== SET PROBLEM ==
Quote exactly, and only, the lines from the one with "[point] purple umbrella" through the end of the listing.

--- Start of SUPPLIED DATA ---

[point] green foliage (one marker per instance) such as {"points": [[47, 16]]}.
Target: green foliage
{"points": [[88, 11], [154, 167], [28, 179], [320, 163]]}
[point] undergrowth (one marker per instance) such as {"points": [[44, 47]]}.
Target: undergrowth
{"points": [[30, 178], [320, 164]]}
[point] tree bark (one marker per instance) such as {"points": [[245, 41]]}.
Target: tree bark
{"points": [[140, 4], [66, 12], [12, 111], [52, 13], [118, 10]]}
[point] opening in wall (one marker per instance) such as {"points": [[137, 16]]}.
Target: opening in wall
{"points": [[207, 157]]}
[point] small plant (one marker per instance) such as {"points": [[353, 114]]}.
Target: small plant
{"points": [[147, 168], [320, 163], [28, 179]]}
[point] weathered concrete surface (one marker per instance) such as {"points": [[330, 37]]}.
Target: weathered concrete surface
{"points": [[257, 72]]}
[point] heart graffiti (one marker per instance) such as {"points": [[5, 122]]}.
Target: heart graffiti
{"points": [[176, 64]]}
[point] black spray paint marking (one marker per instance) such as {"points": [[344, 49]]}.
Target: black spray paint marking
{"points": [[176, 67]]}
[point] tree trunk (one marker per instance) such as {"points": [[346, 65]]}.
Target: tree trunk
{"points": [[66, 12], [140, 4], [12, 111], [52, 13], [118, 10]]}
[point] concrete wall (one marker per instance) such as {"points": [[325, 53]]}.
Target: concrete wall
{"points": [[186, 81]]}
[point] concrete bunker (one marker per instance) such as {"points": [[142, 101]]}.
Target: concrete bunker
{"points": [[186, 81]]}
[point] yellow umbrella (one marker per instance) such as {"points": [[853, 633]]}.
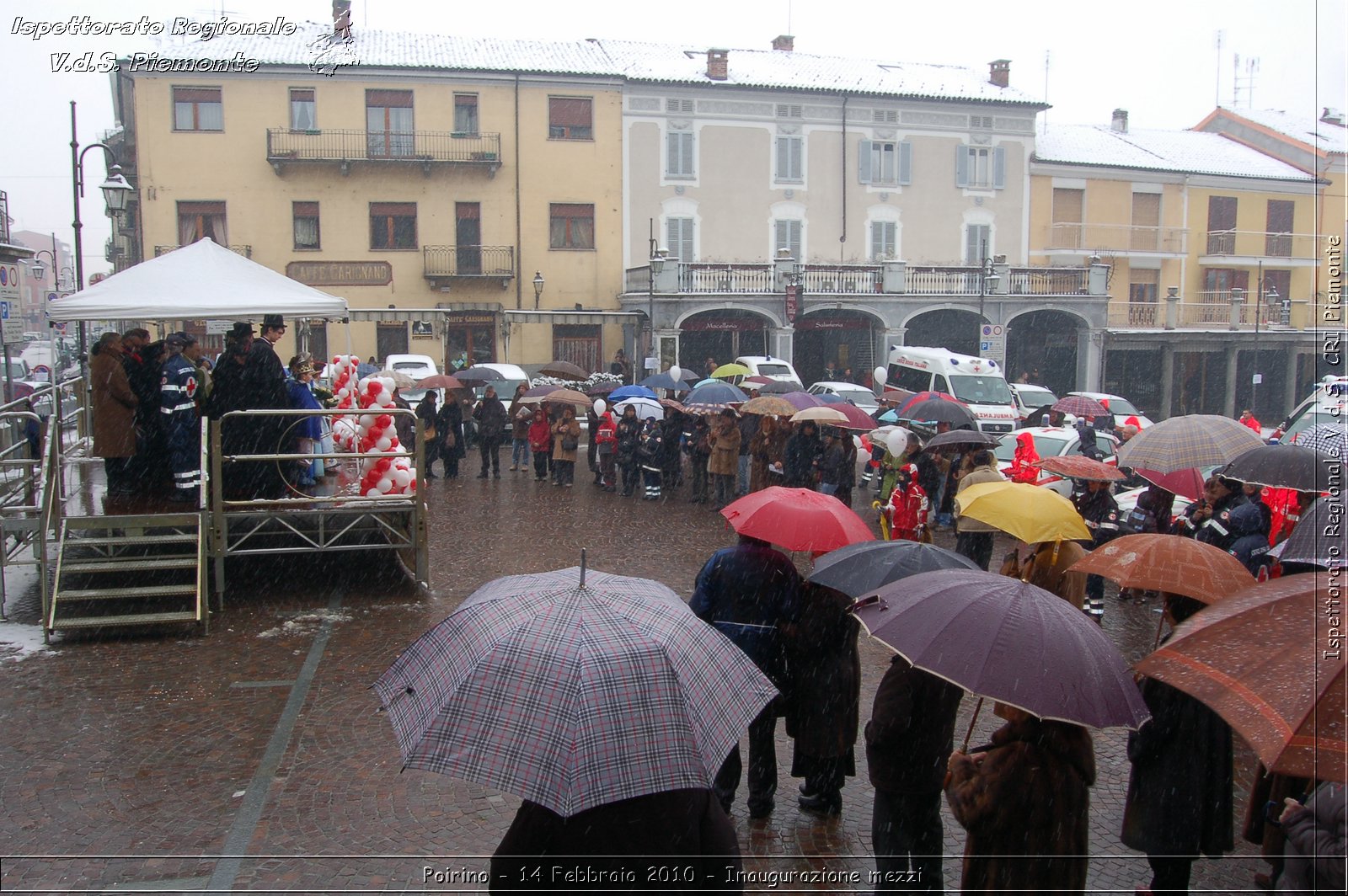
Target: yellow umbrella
{"points": [[1029, 512], [728, 371]]}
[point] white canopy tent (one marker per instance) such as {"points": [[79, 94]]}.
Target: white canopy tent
{"points": [[195, 282]]}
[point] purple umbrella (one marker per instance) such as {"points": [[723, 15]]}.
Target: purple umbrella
{"points": [[1010, 642]]}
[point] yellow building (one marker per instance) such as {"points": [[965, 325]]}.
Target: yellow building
{"points": [[435, 188], [1213, 262]]}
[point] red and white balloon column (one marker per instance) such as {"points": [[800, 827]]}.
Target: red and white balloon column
{"points": [[391, 473]]}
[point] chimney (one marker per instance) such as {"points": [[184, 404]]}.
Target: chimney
{"points": [[718, 65], [341, 17], [999, 73]]}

--- End of SUPPLIED DATA ---

== ANSWER TO THIS PROBLEM ==
[point] purple umbrella (one marker per instance) such as {"points": [[723, 15]]}.
Target: purple umbrella
{"points": [[1010, 642]]}
[point] yellow building (one marker per instance) such as {"points": [[965, 325]]}.
Target: yellow building
{"points": [[435, 188], [1213, 262]]}
[point] red and white balloon column (one marker per instance) such as {"points": [[800, 827]]}.
Target: red and white balloon column
{"points": [[391, 473]]}
[point] chimney (one marker per instance) such as {"points": [[184, 404]]}.
Target: chimney
{"points": [[718, 65], [341, 17], [999, 73]]}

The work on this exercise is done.